:: INFORMATION PROVIDED

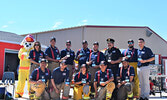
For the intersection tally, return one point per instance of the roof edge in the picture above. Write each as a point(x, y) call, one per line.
point(95, 26)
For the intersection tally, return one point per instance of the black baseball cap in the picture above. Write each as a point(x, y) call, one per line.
point(103, 63)
point(42, 60)
point(83, 65)
point(124, 59)
point(130, 40)
point(63, 62)
point(84, 41)
point(95, 43)
point(68, 41)
point(110, 40)
point(53, 38)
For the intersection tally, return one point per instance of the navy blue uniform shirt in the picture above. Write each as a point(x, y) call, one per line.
point(70, 59)
point(60, 76)
point(144, 54)
point(35, 55)
point(125, 73)
point(96, 58)
point(112, 54)
point(131, 54)
point(44, 76)
point(84, 55)
point(103, 76)
point(54, 55)
point(84, 78)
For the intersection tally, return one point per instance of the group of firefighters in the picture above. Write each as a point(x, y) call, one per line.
point(98, 75)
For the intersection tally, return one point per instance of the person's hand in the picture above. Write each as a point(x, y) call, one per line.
point(112, 62)
point(97, 66)
point(103, 84)
point(126, 57)
point(142, 61)
point(96, 94)
point(79, 56)
point(38, 64)
point(119, 84)
point(88, 62)
point(39, 82)
point(57, 91)
point(123, 82)
point(56, 60)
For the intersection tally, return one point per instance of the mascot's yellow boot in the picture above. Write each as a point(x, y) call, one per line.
point(24, 65)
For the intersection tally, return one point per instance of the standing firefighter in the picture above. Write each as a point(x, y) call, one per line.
point(81, 82)
point(39, 80)
point(60, 81)
point(113, 58)
point(131, 56)
point(93, 61)
point(68, 55)
point(83, 54)
point(52, 55)
point(145, 56)
point(24, 65)
point(125, 81)
point(103, 83)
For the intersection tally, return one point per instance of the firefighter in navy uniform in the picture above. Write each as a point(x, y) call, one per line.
point(125, 78)
point(145, 56)
point(68, 55)
point(131, 56)
point(52, 55)
point(81, 84)
point(103, 83)
point(93, 62)
point(83, 54)
point(39, 80)
point(60, 81)
point(113, 57)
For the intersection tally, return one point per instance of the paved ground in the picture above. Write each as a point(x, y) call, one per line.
point(25, 96)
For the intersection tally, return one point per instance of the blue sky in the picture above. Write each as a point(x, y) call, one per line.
point(28, 16)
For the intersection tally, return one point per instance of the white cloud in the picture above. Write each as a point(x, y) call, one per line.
point(57, 24)
point(4, 26)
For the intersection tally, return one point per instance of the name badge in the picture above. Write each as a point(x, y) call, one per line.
point(64, 74)
point(109, 60)
point(68, 55)
point(84, 81)
point(93, 65)
point(139, 59)
point(67, 83)
point(128, 56)
point(80, 54)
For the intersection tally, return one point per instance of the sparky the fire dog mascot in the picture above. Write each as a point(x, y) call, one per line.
point(27, 44)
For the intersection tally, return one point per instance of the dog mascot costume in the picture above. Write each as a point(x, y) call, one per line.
point(23, 55)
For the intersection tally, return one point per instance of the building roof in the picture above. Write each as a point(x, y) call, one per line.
point(10, 37)
point(97, 26)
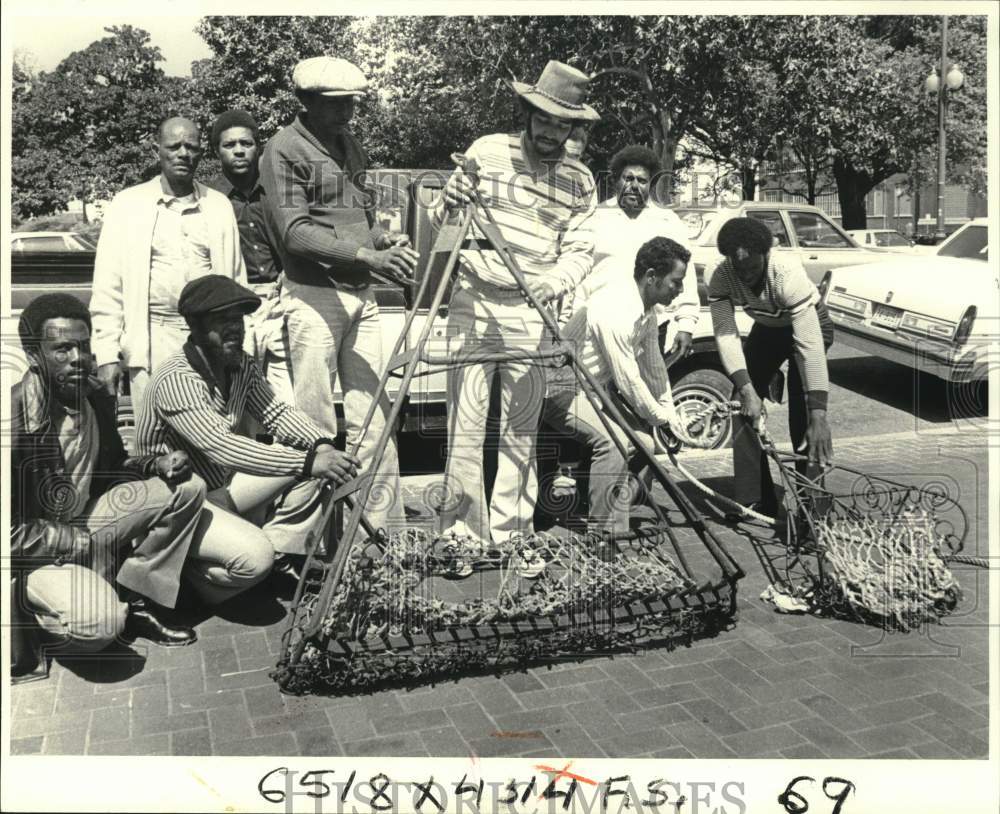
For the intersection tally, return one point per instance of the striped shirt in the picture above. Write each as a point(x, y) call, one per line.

::::

_WORK INSTRUCTIONS_
Please output the entries above exactly, leaving out every picture.

_ANSWER_
For the intersection tally, return one point per instance of the roof edge in the picture above. Write each as a point(x, y) call, one per line.
point(95, 26)
For the intersection tally, return one point per instance of the black baseball cap in the picture above. Write each as a point(x, y) call, one per line.
point(103, 63)
point(42, 60)
point(83, 65)
point(124, 59)
point(130, 40)
point(63, 62)
point(84, 41)
point(95, 43)
point(68, 41)
point(110, 40)
point(53, 38)
For the intersection tally, return one point per instance of the navy blue uniform shirt in the picture above. Write each as a point(x, y) call, one per line.
point(70, 59)
point(60, 76)
point(144, 54)
point(35, 55)
point(125, 73)
point(96, 58)
point(112, 54)
point(131, 54)
point(44, 76)
point(84, 55)
point(103, 76)
point(54, 55)
point(84, 78)
For the intersection tally, return one point per instance of the group of firefighters in the picture above. Write each as a point(x, y) call, one per line.
point(98, 75)
For the intersection tally, return one point per instance of the person's hand in the picture above. Write each as a point(x, y) call, one per line.
point(112, 62)
point(97, 66)
point(103, 84)
point(126, 57)
point(142, 61)
point(96, 94)
point(79, 56)
point(38, 64)
point(119, 84)
point(88, 62)
point(39, 82)
point(57, 91)
point(123, 82)
point(56, 60)
For the intersection tally, return one point per instance of the mascot's yellow boot in the picture above. Write each as a point(x, y) call, one per line.
point(24, 65)
For the intersection tally, return one point per instance of the standing firefighter in the picture above. Write each as a point(x, y) call, one per line.
point(81, 82)
point(39, 80)
point(60, 81)
point(113, 58)
point(131, 56)
point(93, 61)
point(68, 55)
point(83, 54)
point(52, 55)
point(145, 56)
point(24, 65)
point(125, 81)
point(103, 83)
For the intersection tally, return one point per instance of the firefighter in navy uniform in the picture above. Write each as a point(x, y) call, one per line.
point(125, 78)
point(145, 56)
point(68, 55)
point(131, 56)
point(52, 55)
point(81, 84)
point(103, 83)
point(93, 62)
point(83, 54)
point(39, 80)
point(60, 81)
point(113, 57)
For the intersection tally, return one point per instance of the paved ground in the picture above. Write each as a point(x, y) call, one per line.
point(25, 96)
For the intersection tally, return one point per instance of the blue sky in the picture above. Write each as a point(x, y) call, one per line.
point(28, 16)
For the intersection tally, return one point per instance of the white cloud in the picture above. Write each as a point(x, y) call, one per line.
point(57, 24)
point(4, 26)
For the intersection tally, return one point per instance of the name badge in the picture above. Write each as a point(x, y) call, one per line.
point(64, 74)
point(109, 60)
point(68, 55)
point(84, 81)
point(93, 65)
point(139, 59)
point(67, 83)
point(128, 56)
point(80, 54)
For the intersection tally, return one point per instance of the sparky the fire dog mascot in the picture above. Write each as a point(x, y) call, one per line.
point(27, 44)
For the intersection tally, return one point per instance of the dog mascot costume in the picture above. Write each as a point(x, y) call, one per line.
point(23, 55)
For the intersection tally, return one point per instance of the building roof in the picture above. Write each as a point(x, y) call, one per line.
point(10, 37)
point(97, 26)
For the intersection tally, return one point per instance of the striped shirt in the picture above. Write each as a point(x, y) call, one per line.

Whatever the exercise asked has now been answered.